### THE DATA
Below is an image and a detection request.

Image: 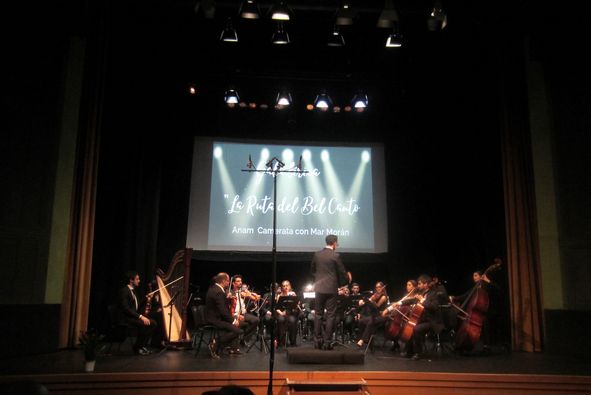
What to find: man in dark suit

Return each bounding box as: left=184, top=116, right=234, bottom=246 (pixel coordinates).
left=205, top=273, right=244, bottom=359
left=119, top=270, right=157, bottom=355
left=310, top=235, right=351, bottom=350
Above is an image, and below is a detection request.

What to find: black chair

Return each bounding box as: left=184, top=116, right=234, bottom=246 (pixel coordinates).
left=105, top=304, right=137, bottom=353
left=191, top=305, right=218, bottom=356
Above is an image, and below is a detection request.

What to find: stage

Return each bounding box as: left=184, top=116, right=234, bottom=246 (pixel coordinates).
left=0, top=343, right=591, bottom=395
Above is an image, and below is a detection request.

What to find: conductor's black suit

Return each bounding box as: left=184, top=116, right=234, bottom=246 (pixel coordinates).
left=310, top=246, right=348, bottom=347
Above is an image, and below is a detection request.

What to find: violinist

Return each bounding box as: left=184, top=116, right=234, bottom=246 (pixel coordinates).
left=205, top=273, right=244, bottom=359
left=275, top=280, right=301, bottom=347
left=400, top=274, right=448, bottom=360
left=357, top=281, right=388, bottom=347
left=230, top=274, right=260, bottom=346
left=119, top=270, right=157, bottom=355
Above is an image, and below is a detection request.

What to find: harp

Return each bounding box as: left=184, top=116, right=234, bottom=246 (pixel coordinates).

### PROBLEM DETAILS
Rewrite everything from the start of the material down to the line containing "left=310, top=246, right=348, bottom=347" as a two-column CSV with the headers input and output, giving each text its own row with the answer that follows it. Quote every field, replace line breaks with spaces, and leave the pictures out.

### REPLY
input,output
"Below is an image and a detection request. Image: What to find: man in dark suit Return each bounding box as: left=184, top=116, right=234, bottom=246 (pixel coordinates).","left=205, top=273, right=244, bottom=359 left=119, top=270, right=157, bottom=355 left=310, top=235, right=351, bottom=350"
"Above is an image, and below is a detection request. What to find: black chair Return each bounding box as: left=184, top=116, right=234, bottom=246 (pixel coordinates).","left=105, top=304, right=137, bottom=353 left=191, top=305, right=218, bottom=356"
"Above is an image, and below is a detection request. What to find: stage Return each bounding box as: left=184, top=116, right=234, bottom=246 (pixel coordinates).","left=0, top=343, right=591, bottom=395"
"Above is an image, and below is a detection request. What to find: conductor's black suit Return each bounding box as: left=184, top=116, right=234, bottom=246 (pixel coordinates).","left=310, top=246, right=348, bottom=347"